All lines from the one with "pixel 135 148" to the end of the entries below must be written out exactly. Leave out any other line.

[Opening Data provided section]

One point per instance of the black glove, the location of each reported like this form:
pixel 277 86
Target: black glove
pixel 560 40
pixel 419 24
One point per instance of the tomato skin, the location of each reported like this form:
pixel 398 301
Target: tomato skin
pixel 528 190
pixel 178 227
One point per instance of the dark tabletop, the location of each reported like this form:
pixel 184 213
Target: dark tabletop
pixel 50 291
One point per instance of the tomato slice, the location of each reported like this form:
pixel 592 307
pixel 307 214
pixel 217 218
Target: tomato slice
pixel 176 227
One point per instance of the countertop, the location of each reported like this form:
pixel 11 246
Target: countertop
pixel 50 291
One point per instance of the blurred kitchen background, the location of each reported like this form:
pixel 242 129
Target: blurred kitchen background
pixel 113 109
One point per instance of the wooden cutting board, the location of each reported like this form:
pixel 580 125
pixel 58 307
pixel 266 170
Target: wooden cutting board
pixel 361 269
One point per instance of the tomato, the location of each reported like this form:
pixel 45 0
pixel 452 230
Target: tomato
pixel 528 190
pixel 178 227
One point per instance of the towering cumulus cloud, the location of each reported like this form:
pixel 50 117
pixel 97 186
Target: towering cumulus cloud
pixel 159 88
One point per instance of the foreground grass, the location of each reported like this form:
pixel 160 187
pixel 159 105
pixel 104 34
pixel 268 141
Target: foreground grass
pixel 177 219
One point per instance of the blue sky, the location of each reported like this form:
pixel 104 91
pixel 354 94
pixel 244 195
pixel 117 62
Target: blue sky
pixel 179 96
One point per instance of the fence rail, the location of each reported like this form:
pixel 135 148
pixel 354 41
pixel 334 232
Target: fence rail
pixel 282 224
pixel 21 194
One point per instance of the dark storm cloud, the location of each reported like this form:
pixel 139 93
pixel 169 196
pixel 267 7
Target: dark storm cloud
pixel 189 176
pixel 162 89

[Closing Data provided section]

Finished exercise:
pixel 135 148
pixel 354 41
pixel 334 232
Target: fence rail
pixel 282 224
pixel 21 194
One point per instance of the dark storm cloud, the location of each reported like this form:
pixel 139 93
pixel 169 196
pixel 267 7
Target: dark storm cloud
pixel 189 176
pixel 162 89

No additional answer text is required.